Exercise material
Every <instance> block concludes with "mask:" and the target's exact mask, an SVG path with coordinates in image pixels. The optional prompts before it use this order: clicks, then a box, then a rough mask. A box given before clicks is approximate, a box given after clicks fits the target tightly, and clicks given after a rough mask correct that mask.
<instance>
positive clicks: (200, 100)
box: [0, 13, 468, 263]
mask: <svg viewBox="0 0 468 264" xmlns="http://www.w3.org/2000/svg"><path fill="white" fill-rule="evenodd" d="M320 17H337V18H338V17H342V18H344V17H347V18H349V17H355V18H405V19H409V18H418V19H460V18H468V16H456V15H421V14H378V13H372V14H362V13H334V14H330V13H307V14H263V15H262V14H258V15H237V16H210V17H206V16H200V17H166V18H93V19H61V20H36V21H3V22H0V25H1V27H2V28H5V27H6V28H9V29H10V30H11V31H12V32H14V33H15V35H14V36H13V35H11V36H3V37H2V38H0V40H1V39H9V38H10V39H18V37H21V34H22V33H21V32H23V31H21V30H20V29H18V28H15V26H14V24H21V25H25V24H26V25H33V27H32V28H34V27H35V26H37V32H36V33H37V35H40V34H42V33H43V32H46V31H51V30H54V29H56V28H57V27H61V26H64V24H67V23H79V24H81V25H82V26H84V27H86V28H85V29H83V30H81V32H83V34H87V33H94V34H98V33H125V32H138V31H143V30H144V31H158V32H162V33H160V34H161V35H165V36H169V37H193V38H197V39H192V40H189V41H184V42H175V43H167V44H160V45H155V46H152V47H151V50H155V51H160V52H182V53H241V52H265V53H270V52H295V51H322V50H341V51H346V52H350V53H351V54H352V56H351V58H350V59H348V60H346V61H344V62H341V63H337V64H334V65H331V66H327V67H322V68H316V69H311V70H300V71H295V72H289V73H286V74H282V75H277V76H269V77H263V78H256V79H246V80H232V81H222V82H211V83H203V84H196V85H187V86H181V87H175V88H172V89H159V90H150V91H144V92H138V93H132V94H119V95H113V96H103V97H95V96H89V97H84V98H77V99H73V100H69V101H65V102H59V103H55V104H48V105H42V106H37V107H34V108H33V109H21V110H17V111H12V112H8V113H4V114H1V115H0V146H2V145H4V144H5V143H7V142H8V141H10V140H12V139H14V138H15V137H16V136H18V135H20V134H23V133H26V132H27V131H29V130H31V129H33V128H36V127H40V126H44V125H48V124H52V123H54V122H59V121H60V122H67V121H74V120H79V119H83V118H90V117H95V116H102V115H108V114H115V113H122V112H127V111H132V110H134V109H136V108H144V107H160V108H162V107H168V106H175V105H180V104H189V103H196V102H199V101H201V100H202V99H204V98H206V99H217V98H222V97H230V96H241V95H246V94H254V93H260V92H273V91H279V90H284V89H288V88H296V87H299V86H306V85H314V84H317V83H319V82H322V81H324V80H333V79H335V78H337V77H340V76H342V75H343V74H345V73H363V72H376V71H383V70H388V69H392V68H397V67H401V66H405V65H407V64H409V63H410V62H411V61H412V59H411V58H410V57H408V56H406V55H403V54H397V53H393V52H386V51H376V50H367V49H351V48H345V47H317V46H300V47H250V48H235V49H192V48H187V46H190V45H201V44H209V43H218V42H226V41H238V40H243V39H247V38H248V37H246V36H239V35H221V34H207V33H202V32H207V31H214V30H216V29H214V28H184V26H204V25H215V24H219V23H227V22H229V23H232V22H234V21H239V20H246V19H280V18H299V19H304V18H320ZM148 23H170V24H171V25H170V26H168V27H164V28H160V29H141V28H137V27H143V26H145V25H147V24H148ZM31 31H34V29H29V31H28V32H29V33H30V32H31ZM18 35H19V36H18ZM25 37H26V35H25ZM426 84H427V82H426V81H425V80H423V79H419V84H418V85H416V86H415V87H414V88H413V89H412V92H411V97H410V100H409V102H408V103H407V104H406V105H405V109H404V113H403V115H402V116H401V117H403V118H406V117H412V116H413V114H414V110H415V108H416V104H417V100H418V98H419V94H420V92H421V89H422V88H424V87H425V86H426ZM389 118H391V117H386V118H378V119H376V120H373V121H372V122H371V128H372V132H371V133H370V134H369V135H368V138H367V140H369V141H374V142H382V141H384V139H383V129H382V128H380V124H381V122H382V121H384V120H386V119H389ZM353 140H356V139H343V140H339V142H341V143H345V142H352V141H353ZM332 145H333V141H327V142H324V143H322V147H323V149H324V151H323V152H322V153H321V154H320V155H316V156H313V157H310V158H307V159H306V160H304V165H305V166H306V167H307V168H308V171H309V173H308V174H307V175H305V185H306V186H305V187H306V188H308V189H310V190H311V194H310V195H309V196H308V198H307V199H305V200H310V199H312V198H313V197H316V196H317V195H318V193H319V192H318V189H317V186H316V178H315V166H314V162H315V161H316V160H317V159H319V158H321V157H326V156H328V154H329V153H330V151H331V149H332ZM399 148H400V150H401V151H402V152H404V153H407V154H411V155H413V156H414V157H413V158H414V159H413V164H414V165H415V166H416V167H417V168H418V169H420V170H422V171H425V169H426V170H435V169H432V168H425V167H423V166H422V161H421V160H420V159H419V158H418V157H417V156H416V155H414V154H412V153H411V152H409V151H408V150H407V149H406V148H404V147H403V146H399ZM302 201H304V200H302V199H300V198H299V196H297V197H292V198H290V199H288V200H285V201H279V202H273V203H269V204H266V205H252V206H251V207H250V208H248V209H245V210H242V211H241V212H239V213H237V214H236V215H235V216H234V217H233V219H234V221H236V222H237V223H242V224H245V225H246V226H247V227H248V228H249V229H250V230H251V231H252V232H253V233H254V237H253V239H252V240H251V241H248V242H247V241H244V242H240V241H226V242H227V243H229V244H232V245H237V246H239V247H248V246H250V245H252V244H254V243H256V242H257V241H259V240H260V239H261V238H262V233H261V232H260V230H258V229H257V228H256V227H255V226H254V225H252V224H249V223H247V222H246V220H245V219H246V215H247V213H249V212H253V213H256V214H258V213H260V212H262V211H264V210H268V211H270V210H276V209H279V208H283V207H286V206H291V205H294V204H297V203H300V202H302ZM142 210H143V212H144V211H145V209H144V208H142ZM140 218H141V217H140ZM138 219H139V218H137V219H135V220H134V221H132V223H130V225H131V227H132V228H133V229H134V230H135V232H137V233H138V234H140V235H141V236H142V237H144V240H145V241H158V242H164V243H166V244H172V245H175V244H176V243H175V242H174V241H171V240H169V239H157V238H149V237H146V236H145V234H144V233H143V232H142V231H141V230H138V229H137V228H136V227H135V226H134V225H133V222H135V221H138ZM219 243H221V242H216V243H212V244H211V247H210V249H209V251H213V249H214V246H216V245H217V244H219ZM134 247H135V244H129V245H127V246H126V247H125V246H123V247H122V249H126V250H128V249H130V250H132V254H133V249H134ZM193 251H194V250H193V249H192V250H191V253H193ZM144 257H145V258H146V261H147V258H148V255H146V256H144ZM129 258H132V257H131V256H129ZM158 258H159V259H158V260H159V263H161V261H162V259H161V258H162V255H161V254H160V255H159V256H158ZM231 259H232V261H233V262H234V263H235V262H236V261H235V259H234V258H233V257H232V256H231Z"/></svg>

Exercise aim
Each line in the listing that contains "instance" should be returned.

Exercise output
Every <instance> block concludes with "mask:" and the target's exact mask, an SVG path with coordinates in image pixels. The optional prompts before it use this order: clicks, then a box, then a rough mask. A box given before clicks is approximate, a box given after clicks fits the target tightly, and clicks given after a rough mask correct that mask.
<instance>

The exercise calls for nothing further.